§ **BRANO FORNITO**

+---+

Immaginate questa situazione: vi trovate ad assistere a una conferenza. Il relatore è un intellettuale di una certa fama, autore di testi che hanno avuto una certa diffusione, fra cui uno quasi un bestseller. Man mano che lo ascoltate, vi rendete conto che quelle che sta dicendo sono autentiche corbellerie. Poiché è prevista la possibilità di fare domande al termine dell’intervento che dovrebbe durare tre quarti d’ora, vi preparate mentalmente a esporre le vostre obiezioni. Passano i 45 minuti previsti, passa un’ora, e niente, il relatore procede imperterrito. Il coordinatore della manifestazione, come si dice nel gergo, il toastmaster cerca varie volte di interromperlo, a un certo punto facendo anche suonare una sveglia sul palco. Macché, quello va avanti per due ore e mezza, facendo saltare tutto il programma degli interventi previsti successivi al suo, e a questo punto di domande e repliche da parte del pubblico, non se ne parla proprio.
Una di quelle cose che nella realtà non si verificano mai, una di quelle situazioni che sono lo spunto per autori di narrativa fantastica o umoristica? Niente affatto, fu esattamente l’esperienza che vissi nell’ormai lontano 1996 assistendo a una conferenza di Franco Cardini.

+---+

§ **RIGHE**
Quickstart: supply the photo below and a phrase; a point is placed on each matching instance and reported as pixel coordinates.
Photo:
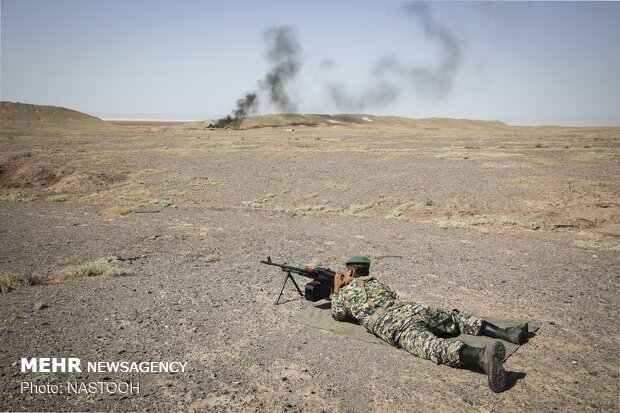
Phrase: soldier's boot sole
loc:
(493, 364)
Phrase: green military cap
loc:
(359, 261)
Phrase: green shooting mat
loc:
(320, 317)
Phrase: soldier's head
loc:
(357, 266)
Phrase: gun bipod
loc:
(288, 275)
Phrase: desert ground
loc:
(519, 223)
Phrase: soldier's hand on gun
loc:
(338, 281)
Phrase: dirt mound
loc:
(85, 181)
(21, 171)
(18, 114)
(29, 175)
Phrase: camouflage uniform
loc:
(407, 325)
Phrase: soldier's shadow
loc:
(512, 377)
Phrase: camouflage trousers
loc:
(419, 338)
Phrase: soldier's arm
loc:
(339, 308)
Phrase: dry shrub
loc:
(91, 270)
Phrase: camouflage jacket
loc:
(393, 315)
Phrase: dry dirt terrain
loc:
(514, 222)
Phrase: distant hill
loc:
(360, 120)
(13, 115)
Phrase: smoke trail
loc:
(284, 55)
(381, 93)
(435, 82)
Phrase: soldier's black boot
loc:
(490, 359)
(516, 334)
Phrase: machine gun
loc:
(320, 287)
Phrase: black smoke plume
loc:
(284, 55)
(434, 82)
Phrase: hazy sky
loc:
(519, 62)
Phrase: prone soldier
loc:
(412, 326)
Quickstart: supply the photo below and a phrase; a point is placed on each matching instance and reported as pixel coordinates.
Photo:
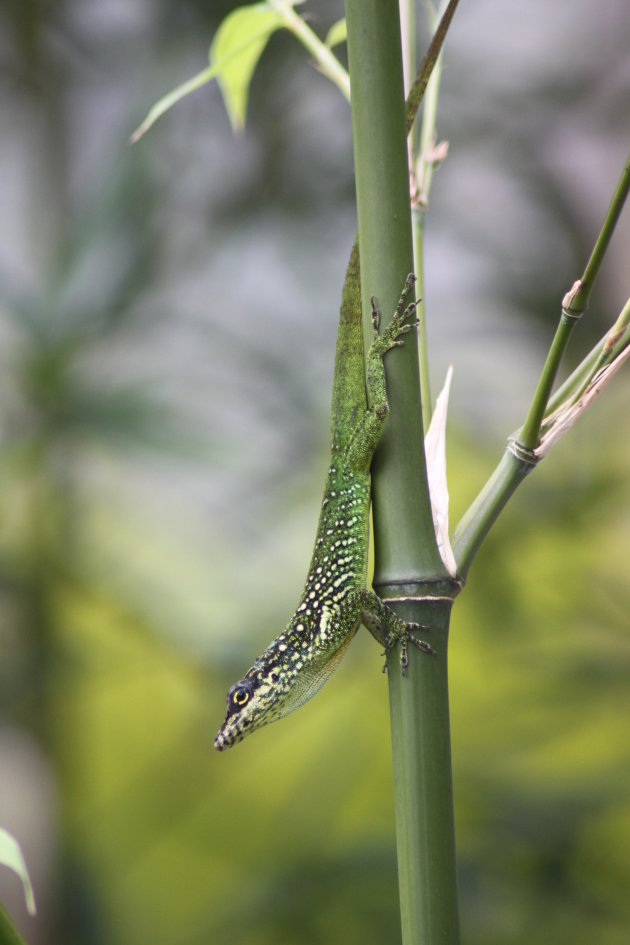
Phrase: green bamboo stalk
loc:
(407, 561)
(520, 458)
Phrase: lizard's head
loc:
(252, 702)
(283, 678)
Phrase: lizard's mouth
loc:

+---+

§ **L'ESERCIZIO**
Secondo il brano fornito, in che anno si tenne la conferenza di Franco Cardini? Rispondi per favore con una breve frase. Il materiale non ha alcun ruolo in questo lavoro.

§ **RISULTATO QUI SOTTO**
La conferenza si tenne nel 1996.